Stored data
• • • • • • •
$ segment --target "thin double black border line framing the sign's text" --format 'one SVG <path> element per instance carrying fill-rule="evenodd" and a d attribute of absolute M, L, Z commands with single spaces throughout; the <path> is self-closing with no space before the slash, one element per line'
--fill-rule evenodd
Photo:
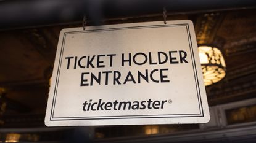
<path fill-rule="evenodd" d="M 196 91 L 197 91 L 197 99 L 199 104 L 200 113 L 195 114 L 162 114 L 162 115 L 120 115 L 120 116 L 95 116 L 95 117 L 54 117 L 54 109 L 56 104 L 56 96 L 57 96 L 57 88 L 59 85 L 59 76 L 60 76 L 60 69 L 62 63 L 62 55 L 64 52 L 65 46 L 65 39 L 67 34 L 74 34 L 74 33 L 91 33 L 91 32 L 99 32 L 99 31 L 115 31 L 115 30 L 125 30 L 125 29 L 144 29 L 144 28 L 162 28 L 162 27 L 171 27 L 171 26 L 186 26 L 187 35 L 188 35 L 188 42 L 189 42 L 189 50 L 192 60 L 192 68 L 194 72 L 194 79 L 196 83 Z M 202 107 L 202 99 L 200 94 L 198 76 L 197 76 L 197 69 L 196 63 L 194 59 L 194 51 L 192 49 L 192 41 L 191 41 L 191 34 L 189 31 L 188 23 L 183 24 L 173 24 L 173 25 L 152 25 L 152 26 L 133 26 L 133 27 L 123 27 L 123 28 L 107 28 L 107 29 L 94 29 L 94 30 L 86 30 L 86 31 L 73 31 L 73 32 L 64 32 L 64 36 L 62 39 L 62 47 L 60 49 L 60 58 L 59 64 L 57 69 L 57 78 L 54 87 L 54 96 L 52 100 L 52 108 L 51 108 L 51 115 L 50 121 L 60 121 L 60 120 L 105 120 L 105 119 L 128 119 L 128 118 L 183 118 L 183 117 L 204 117 L 204 110 Z"/>

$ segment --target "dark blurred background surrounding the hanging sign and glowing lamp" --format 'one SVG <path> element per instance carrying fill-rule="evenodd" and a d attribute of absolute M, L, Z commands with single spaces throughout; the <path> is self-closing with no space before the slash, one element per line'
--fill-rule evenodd
<path fill-rule="evenodd" d="M 244 120 L 237 126 L 220 122 L 210 129 L 194 124 L 80 128 L 44 125 L 49 78 L 61 29 L 82 26 L 83 15 L 87 17 L 86 26 L 163 21 L 163 7 L 167 9 L 167 20 L 193 21 L 197 44 L 215 45 L 225 56 L 225 79 L 206 87 L 209 106 L 215 109 L 241 101 L 253 102 L 256 95 L 256 1 L 6 0 L 0 1 L 0 87 L 4 89 L 0 91 L 0 141 L 5 141 L 7 134 L 19 133 L 23 142 L 72 142 L 75 139 L 186 142 L 184 139 L 189 137 L 185 134 L 197 133 L 189 141 L 254 142 L 255 114 L 248 122 Z M 253 105 L 244 107 L 247 114 L 254 109 Z M 226 115 L 238 115 L 237 110 L 228 110 Z M 218 114 L 216 118 L 223 120 Z M 237 123 L 230 120 L 230 123 Z M 158 128 L 159 133 L 145 135 L 147 128 Z M 229 136 L 231 133 L 233 135 Z"/>

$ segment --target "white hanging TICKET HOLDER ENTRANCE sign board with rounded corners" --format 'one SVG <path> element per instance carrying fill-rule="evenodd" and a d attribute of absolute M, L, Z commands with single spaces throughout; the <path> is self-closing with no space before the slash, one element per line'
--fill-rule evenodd
<path fill-rule="evenodd" d="M 191 21 L 60 32 L 47 126 L 206 123 L 209 118 Z"/>

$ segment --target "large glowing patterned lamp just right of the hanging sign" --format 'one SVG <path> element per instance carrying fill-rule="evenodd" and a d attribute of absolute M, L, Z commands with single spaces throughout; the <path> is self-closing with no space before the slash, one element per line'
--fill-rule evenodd
<path fill-rule="evenodd" d="M 199 46 L 199 58 L 204 76 L 204 85 L 219 82 L 226 75 L 223 55 L 216 47 Z"/>

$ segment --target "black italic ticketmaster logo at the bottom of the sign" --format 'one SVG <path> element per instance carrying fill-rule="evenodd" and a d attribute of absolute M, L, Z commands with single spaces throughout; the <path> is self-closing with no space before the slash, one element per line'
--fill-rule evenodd
<path fill-rule="evenodd" d="M 170 103 L 171 100 L 168 102 Z M 117 101 L 114 102 L 102 102 L 99 99 L 97 102 L 93 100 L 85 101 L 83 103 L 83 111 L 96 111 L 96 110 L 143 110 L 143 109 L 163 109 L 167 100 L 162 101 L 152 101 L 148 99 L 147 101 Z"/>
• • • • • • •
_WORK TASK_: Copy word for word each line of the data above, from the first through the one containing "blurred background surrounding", and include no pictures.

_YOUR RESPONSE_:
$ segment --target "thin double black border line framing the sign's text" --format 'one SVG <path> element per instance carrying fill-rule="evenodd" and a d attribute of absolute M, L, Z commands with single spaces throughout; the <path> is self-closing with no space before the slash, one element per line'
--fill-rule evenodd
Photo:
<path fill-rule="evenodd" d="M 196 91 L 197 91 L 197 99 L 199 104 L 200 113 L 195 114 L 162 114 L 162 115 L 120 115 L 120 116 L 95 116 L 95 117 L 54 117 L 54 109 L 56 104 L 56 96 L 57 96 L 57 88 L 59 85 L 59 76 L 60 76 L 60 69 L 62 63 L 62 55 L 64 52 L 65 46 L 65 39 L 67 34 L 74 34 L 74 33 L 91 33 L 91 32 L 99 32 L 99 31 L 115 31 L 115 30 L 125 30 L 125 29 L 144 29 L 144 28 L 162 28 L 162 27 L 171 27 L 171 26 L 186 26 L 187 35 L 188 35 L 188 42 L 189 42 L 189 50 L 192 60 L 192 68 L 194 72 L 194 79 L 196 83 Z M 202 107 L 202 99 L 200 94 L 198 76 L 197 76 L 197 69 L 196 63 L 194 59 L 194 51 L 192 49 L 192 41 L 191 41 L 191 34 L 189 31 L 188 23 L 183 24 L 173 24 L 173 25 L 152 25 L 152 26 L 133 26 L 133 27 L 123 27 L 123 28 L 107 28 L 107 29 L 94 29 L 94 30 L 86 30 L 86 31 L 73 31 L 73 32 L 64 32 L 64 36 L 62 39 L 62 47 L 60 49 L 60 58 L 59 64 L 57 69 L 57 78 L 54 87 L 54 96 L 52 100 L 52 108 L 51 108 L 51 115 L 50 121 L 60 121 L 60 120 L 105 120 L 105 119 L 128 119 L 128 118 L 183 118 L 183 117 L 204 117 L 204 110 Z"/>

$ segment --target "dark blurred background surrounding the hanging sign and glowing lamp" --format 'one SVG <path> element per instance carrying fill-rule="evenodd" and a d attribute of absolute M, L, Z commands with single spaces throughout; the <path> is self-closing with no space before the slash, one element per line'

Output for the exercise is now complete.